TASK STATEMENT: Copy out, exactly as written, only the line containing "Target: dew drop on petal" and the lines after it through the end of the records.

RECORDS PROVIDED:

— begin —

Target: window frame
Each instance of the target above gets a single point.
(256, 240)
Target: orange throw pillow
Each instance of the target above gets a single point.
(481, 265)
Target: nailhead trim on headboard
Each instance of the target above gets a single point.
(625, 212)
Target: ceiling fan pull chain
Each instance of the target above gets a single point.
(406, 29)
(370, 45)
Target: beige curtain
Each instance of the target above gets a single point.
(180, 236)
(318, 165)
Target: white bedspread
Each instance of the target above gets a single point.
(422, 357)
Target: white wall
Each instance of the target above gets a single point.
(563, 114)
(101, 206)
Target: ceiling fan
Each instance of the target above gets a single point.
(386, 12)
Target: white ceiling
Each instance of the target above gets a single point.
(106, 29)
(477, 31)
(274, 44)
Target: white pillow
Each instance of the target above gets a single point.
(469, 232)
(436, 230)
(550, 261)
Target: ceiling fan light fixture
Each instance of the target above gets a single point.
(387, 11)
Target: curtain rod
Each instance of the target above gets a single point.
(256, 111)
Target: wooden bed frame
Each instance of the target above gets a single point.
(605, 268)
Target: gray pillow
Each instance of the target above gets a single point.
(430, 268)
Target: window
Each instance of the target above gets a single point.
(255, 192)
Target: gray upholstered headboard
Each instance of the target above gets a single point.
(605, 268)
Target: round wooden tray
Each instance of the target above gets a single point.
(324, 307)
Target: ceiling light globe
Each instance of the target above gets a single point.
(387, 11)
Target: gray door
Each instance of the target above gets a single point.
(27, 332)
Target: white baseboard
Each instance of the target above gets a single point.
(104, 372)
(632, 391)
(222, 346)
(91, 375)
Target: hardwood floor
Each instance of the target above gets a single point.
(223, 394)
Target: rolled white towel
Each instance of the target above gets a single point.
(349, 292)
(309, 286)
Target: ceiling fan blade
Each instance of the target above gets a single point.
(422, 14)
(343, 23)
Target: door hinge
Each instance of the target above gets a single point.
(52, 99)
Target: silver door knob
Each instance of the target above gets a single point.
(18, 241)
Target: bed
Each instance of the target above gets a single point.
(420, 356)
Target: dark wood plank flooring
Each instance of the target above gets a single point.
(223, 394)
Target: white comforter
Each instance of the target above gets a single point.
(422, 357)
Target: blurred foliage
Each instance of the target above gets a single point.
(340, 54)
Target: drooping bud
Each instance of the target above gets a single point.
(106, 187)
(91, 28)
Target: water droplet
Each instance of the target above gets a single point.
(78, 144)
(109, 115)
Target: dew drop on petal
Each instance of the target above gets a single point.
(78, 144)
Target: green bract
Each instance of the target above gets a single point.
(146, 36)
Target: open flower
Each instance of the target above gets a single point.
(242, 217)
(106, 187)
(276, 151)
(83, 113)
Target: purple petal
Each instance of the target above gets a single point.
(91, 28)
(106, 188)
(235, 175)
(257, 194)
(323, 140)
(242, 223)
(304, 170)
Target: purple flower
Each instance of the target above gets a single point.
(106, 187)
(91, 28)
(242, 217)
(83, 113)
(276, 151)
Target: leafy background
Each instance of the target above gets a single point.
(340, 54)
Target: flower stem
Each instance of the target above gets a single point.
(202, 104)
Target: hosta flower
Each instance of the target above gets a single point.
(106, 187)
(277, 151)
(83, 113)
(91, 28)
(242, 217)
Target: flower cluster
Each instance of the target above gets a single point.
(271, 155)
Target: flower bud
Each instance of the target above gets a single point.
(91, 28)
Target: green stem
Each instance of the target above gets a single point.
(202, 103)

— end —

IN RESPONSE:
Target: dew drop on petal
Each instance of the target above gets a single point.
(78, 144)
Target: green bract
Each instance of the target above gets a single point.
(146, 36)
Target: open flower
Each instance of the target above gets a single point.
(242, 217)
(106, 187)
(276, 151)
(83, 113)
Target: purple petal
Each instance of the target above gets a single point.
(91, 28)
(106, 188)
(235, 175)
(257, 194)
(323, 140)
(242, 223)
(304, 170)
Target: purple flower
Each instance of the target above gets a single point.
(106, 187)
(91, 28)
(242, 217)
(83, 113)
(276, 151)
Target: leafy background
Each instance of the target above gets a single point.
(340, 54)
Target: flower stem
Each instance of the target above gets a single point.
(202, 104)
Target: hosta flower
Each instance of the target above gets a single point.
(106, 187)
(277, 151)
(83, 113)
(91, 28)
(242, 217)
Target: flower cluster
Each instance of the target above gets a single point.
(271, 155)
Target: flower bud
Each instance of the target above gets a single point.
(91, 28)
Target: green stem
Each instance of the target above gets a single point.
(202, 103)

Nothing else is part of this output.